Don't stress man and good job on going to Subway! As someone who used to work there, Subway is not a traditional restaurant, a lot of people would take their time, you don't want to pay all that money for a sub and then not like it! If anyone gives/gave you a hard time about it screw them! They were probably mean people or rude and in a rush anyway and are not worth anyone's time!


----------



## djluminus89 (Apr 13, 2011)

Oh and also, yes it is completely normal to have your order written down. People did that all the time when I worked there.


----------



## Ender (Aug 5, 2012)

Last time I went to Subway I got waited on by a short bald guy who wouldn't take my coupon.


----------



## crazaylulu (Feb 12, 2010)

I used to hate going to subway at my university because I was so anxious I couldn't think of what I wanted. It was so hard for me to talk to the people taking the order, plus I would always talk so quietly that no one could hear the order so I would have to repeat it again lol

Good for you though!! :clap


----------



## millenniumman75 (Feb 4, 2005)

Don't put a limit on this triumph. It was a triumph!


----------



## mooncake (Jan 29, 2008)

Good for you! I remember going into a Subway once and I was not at all prepared for the onslaught of questions. I just wanted some food, dammit. Subway is stressful.


----------

▶ **Data provided**:
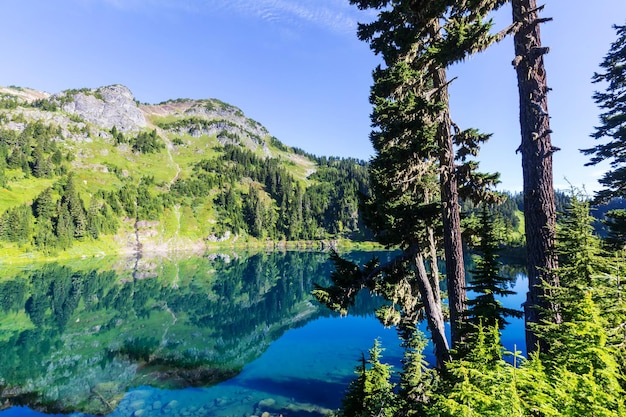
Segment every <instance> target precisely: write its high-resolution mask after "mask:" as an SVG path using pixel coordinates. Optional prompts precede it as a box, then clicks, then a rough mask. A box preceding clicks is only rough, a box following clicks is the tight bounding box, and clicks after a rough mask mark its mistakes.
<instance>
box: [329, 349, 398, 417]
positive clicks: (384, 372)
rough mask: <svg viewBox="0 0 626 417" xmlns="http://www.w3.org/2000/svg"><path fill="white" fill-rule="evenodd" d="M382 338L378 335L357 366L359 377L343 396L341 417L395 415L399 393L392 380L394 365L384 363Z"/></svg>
mask: <svg viewBox="0 0 626 417" xmlns="http://www.w3.org/2000/svg"><path fill="white" fill-rule="evenodd" d="M382 351H383V349H382V348H381V347H380V341H379V340H378V339H376V340H375V341H374V346H373V347H372V348H371V349H370V351H369V359H368V360H367V361H366V360H365V356H363V358H362V359H361V365H360V366H359V367H357V370H356V373H357V374H358V377H357V378H356V379H355V380H354V381H352V382H351V383H350V385H349V386H348V389H347V391H346V396H345V397H344V399H343V409H342V410H341V412H340V413H339V415H340V416H341V417H370V416H380V417H394V416H395V415H396V410H397V405H396V401H397V398H396V395H395V394H394V392H393V388H394V385H393V384H392V383H391V381H390V379H391V366H390V365H387V364H384V363H381V362H380V358H381V353H382Z"/></svg>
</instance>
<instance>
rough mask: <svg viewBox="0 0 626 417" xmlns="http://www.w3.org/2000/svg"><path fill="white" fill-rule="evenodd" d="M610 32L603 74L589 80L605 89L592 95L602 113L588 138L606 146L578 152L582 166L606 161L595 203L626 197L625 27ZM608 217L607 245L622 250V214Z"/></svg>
mask: <svg viewBox="0 0 626 417" xmlns="http://www.w3.org/2000/svg"><path fill="white" fill-rule="evenodd" d="M614 28H615V31H616V35H617V39H616V40H615V42H613V43H612V44H611V47H610V49H609V52H608V53H607V55H606V56H605V57H604V60H603V61H602V62H601V63H600V67H601V68H602V70H603V72H601V73H595V74H594V76H593V82H594V83H603V84H605V85H606V89H605V91H602V92H601V91H596V92H595V93H594V95H593V99H594V101H595V103H596V104H597V105H598V106H599V107H600V109H602V111H603V112H602V113H601V114H600V126H598V127H596V128H595V132H594V133H593V134H592V135H591V137H592V138H594V139H596V140H602V139H604V140H605V141H606V142H605V143H602V144H599V145H596V146H594V147H592V148H588V149H582V150H581V151H582V152H583V153H584V154H585V155H592V158H591V161H589V163H587V164H586V165H596V164H599V163H600V162H602V161H610V167H611V169H610V170H609V171H607V172H606V173H605V174H604V176H603V177H602V178H601V179H600V180H599V182H600V184H601V185H602V186H603V187H604V188H603V189H602V190H600V191H598V192H597V193H596V202H606V201H608V200H610V199H611V198H613V197H626V25H623V26H617V25H616V26H614ZM608 217H609V219H608V220H609V223H608V224H609V227H610V231H611V236H610V239H609V244H611V245H612V247H613V248H620V247H621V248H623V247H624V245H625V244H626V232H625V231H626V213H625V212H624V210H619V211H614V212H612V213H610V214H609V216H608Z"/></svg>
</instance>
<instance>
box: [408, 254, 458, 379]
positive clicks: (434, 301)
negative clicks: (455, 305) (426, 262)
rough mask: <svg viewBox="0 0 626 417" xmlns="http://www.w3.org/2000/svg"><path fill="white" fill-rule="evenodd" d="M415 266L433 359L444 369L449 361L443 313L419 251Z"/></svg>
mask: <svg viewBox="0 0 626 417" xmlns="http://www.w3.org/2000/svg"><path fill="white" fill-rule="evenodd" d="M413 263H414V266H415V274H416V277H417V286H418V289H419V291H420V295H421V296H422V302H423V303H424V313H425V314H426V321H427V322H428V328H429V329H430V333H431V336H432V341H433V345H434V347H435V358H436V360H437V368H439V369H445V366H444V365H445V363H446V362H449V361H450V348H449V346H448V340H447V339H446V331H445V321H444V319H443V311H442V309H441V302H437V299H436V294H435V291H433V286H432V285H431V283H430V281H429V279H428V273H427V272H426V267H425V266H424V257H423V256H422V254H421V253H419V251H418V252H417V253H416V254H415V257H414V259H413Z"/></svg>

▶ **Requirement 1**:
Translate this sentence from the Subway forum thread into Spanish: "People did that all the time when I worked there."
▶ **Requirement 2**:
Pick out each line of the records that contains the string "clicks".
The forum thread and the records have no connection to each other.

▶ **Written answer 1**:
La gente lo hacía todo el tiempo cuando yo trabajaba allí.

▶ **Written answer 2**:
Segment every <instance> target precisely: write its high-resolution mask after "mask:" as an SVG path using pixel coordinates. Optional prompts precede it as a box, then clicks, then a rough mask. A box preceding clicks is only rough, a box following clicks is the tight bounding box, and clicks after a rough mask mark its mistakes.
positive clicks: (384, 372)
positive clicks: (434, 301)
negative clicks: (455, 305) (426, 262)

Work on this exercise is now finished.